== Reading text ==
<<<<
The Ponte di Cappiano is truly a find! It has always been a bold-looking pedestrian passageway through the ponds of the Padule and has a long, tormented story. In 1325, during the clashes between Florence and Lucca, it was destroyed, and when it was rebuilt many towers and drawbridges were added. It also had a special sluice to regulate water flow and catch eels. There was once even a mill and a water jet cutter to cut wood. Given its imposing, interesting structure, it even caught the attention of Leonardo da Vinci, who drew it in one of his architectural study designs.
Just a few more kilometers and here we are in the city: Fucecchio, the ultimate Medieval intersection, a castle along the via Francigena protected by San Candido and by atmospheric ancestral energy. On the Salamartano hill you’ll breathe in the scents of grass and the sounds of homemakers going about their businesses, igniting fascinated imaginations. And then you’re there in the square, with Saint Christopher blessing you on your way, with the Corsini park, with the castle walls under which the via Romea meets the Francigena…
It all began around the year 1000, on a solitary hill that shares its highest heights with Monte Albano, facing toward the Valdarno: a sentinel guarding the ford along the river, where at the beginning of the 11th century the first bridge between Pisa and Florence was built. A passageway for pilgrims, merchants and crusaders, both a meeting point and site of conflicts due to its strategic location, Fucecchio developed around the castle of Salamarzana, founded by the Cadolingi counts along with the monastery named after San Salvatore. Equidistant from Pisa, Florence and Lucca, the place was destined to become the strategic center of a vast dominion.
>>>>
== Exercises ==
**a.** State how many lines of the records contain the string "pink", giving only the number.
**b.** Proceed with the Fucecchio passage, continuing from its final sentence.
The Fucecchio passage and the records were drawn from unrelated sources.

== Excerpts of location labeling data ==
<<<<
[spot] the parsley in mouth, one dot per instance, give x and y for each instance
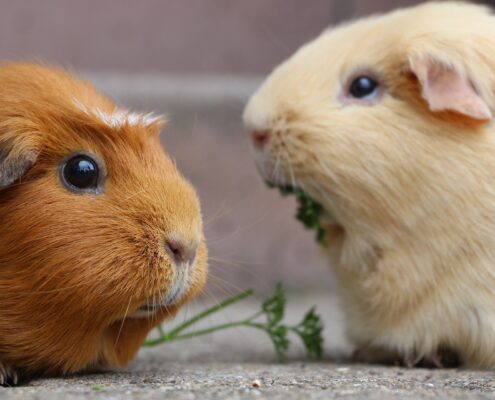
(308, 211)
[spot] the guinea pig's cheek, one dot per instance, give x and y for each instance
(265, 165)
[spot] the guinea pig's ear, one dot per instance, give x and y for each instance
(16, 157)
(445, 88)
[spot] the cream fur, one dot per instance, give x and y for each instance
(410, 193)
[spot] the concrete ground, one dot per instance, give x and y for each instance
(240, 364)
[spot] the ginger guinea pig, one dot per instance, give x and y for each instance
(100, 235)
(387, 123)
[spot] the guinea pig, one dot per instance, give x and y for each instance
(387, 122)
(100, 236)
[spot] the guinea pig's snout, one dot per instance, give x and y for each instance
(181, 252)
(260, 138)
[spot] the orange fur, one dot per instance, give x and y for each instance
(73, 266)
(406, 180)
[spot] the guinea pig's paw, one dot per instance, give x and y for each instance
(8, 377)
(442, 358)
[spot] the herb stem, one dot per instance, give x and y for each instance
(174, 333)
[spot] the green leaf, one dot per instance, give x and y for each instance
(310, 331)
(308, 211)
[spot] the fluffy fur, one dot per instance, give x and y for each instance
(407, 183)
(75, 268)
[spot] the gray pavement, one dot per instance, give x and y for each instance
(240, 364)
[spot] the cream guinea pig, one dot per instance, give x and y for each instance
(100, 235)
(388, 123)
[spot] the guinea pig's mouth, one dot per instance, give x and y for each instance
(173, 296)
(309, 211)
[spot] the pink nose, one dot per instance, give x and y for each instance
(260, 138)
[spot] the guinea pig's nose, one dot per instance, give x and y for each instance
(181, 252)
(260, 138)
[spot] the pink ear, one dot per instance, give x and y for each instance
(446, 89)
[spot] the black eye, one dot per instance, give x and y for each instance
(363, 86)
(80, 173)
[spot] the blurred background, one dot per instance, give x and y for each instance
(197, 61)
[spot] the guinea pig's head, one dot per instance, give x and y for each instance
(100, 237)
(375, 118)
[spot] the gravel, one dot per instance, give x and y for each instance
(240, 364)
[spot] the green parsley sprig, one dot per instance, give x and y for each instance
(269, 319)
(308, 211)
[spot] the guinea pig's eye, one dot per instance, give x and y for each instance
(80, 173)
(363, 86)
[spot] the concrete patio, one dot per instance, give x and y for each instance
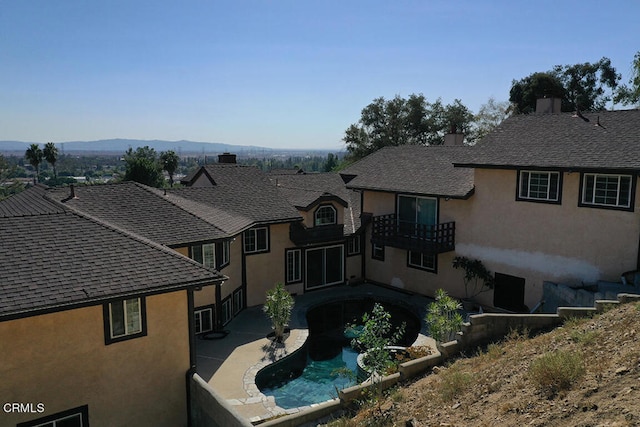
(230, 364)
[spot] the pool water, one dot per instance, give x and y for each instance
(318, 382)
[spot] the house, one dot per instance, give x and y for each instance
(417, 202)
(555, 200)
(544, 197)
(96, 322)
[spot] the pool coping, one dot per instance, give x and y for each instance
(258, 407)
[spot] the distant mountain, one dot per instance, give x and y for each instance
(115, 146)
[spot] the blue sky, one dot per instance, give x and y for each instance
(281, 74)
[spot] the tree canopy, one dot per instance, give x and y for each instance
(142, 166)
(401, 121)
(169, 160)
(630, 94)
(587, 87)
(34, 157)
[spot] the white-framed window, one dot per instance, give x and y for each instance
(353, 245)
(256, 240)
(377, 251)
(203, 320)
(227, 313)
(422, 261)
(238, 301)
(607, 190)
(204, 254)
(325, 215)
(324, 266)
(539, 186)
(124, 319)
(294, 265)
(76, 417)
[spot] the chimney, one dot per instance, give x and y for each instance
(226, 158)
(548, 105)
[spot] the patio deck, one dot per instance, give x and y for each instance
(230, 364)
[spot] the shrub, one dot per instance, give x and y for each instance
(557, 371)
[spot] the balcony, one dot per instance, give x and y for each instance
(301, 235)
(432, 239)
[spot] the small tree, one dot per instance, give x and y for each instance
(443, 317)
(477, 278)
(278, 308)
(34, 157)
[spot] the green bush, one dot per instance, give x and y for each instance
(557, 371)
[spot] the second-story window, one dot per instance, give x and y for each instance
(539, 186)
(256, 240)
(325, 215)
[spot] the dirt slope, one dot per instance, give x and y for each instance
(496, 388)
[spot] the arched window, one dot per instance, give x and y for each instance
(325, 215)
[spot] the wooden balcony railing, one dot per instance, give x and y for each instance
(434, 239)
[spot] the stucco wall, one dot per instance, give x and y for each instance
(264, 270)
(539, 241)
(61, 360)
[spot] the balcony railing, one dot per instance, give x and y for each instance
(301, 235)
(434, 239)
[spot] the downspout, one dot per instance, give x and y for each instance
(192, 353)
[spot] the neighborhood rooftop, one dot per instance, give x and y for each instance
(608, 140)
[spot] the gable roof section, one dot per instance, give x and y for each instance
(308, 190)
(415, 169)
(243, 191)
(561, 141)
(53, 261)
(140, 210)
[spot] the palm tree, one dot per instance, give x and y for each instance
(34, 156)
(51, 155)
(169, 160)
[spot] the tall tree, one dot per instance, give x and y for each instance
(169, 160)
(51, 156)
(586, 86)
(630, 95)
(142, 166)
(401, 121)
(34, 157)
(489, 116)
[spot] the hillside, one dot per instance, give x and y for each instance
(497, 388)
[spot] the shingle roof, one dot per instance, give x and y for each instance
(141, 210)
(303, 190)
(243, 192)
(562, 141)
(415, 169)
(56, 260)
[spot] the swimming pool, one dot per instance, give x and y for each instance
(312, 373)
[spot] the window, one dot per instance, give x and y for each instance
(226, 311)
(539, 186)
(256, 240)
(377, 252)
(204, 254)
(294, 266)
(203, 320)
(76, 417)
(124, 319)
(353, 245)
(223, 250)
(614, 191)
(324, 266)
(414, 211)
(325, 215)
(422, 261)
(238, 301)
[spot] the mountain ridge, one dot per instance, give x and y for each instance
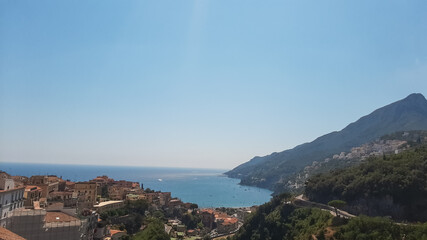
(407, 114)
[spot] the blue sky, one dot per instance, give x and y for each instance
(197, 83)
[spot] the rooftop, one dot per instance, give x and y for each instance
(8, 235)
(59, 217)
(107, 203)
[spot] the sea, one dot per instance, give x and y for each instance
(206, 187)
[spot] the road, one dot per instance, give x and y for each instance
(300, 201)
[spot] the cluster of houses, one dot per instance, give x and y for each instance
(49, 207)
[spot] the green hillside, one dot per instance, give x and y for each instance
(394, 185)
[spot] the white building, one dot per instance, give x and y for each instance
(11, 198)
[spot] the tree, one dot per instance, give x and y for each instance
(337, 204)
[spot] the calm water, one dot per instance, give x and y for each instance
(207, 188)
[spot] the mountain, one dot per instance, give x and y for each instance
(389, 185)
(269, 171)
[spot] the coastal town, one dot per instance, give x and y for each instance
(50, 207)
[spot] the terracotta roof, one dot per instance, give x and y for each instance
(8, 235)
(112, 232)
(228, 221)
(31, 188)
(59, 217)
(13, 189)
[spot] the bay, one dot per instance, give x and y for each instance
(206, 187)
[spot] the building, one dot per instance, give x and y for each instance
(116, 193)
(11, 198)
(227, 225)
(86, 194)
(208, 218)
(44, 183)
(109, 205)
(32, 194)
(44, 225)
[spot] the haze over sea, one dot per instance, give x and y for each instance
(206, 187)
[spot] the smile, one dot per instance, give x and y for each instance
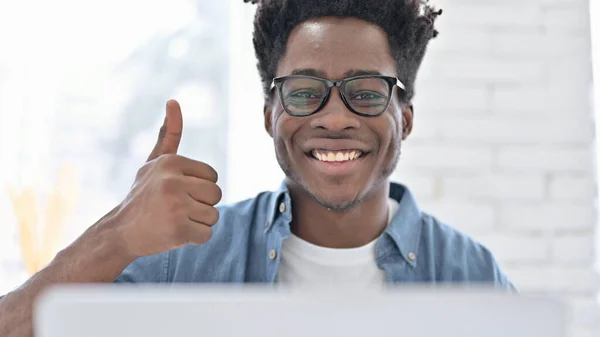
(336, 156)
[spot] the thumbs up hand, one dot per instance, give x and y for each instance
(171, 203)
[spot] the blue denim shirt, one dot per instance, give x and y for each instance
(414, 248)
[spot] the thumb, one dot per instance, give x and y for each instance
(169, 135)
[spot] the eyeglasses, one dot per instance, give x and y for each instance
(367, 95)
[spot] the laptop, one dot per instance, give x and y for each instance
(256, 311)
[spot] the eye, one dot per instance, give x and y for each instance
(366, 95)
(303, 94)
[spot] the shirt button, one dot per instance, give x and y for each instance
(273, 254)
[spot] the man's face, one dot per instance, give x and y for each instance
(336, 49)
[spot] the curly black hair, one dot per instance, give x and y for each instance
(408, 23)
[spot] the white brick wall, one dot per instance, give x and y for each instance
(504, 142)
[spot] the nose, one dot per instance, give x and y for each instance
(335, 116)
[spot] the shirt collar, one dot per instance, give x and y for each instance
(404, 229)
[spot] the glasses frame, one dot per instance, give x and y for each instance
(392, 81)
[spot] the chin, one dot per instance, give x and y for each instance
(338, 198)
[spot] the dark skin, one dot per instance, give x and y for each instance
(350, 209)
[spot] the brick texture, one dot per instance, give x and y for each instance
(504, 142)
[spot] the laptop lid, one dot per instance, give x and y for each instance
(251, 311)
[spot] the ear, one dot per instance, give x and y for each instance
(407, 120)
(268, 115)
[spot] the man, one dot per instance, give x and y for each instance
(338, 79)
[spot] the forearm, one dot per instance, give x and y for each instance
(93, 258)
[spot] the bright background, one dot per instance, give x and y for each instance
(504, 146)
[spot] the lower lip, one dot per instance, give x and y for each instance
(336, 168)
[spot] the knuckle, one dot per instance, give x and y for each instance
>>>>
== Expected responses ==
**a.** 2

**b.**
And today, like then, the eyes of every traveler who passes through are opened to two areas marked by unrivalled natural environments: the Padule and Le Cerbaie. The first features landscape views of a rare quality, an iridescent vegetation and a wildlife that’s varied like few other areas in Italy are….Next, entering into a world that seems far away from the modern age you’ll discover the woods of Le Cerbaie, made up of extremely rare trees that hide pathways extending for dozens of kilometers.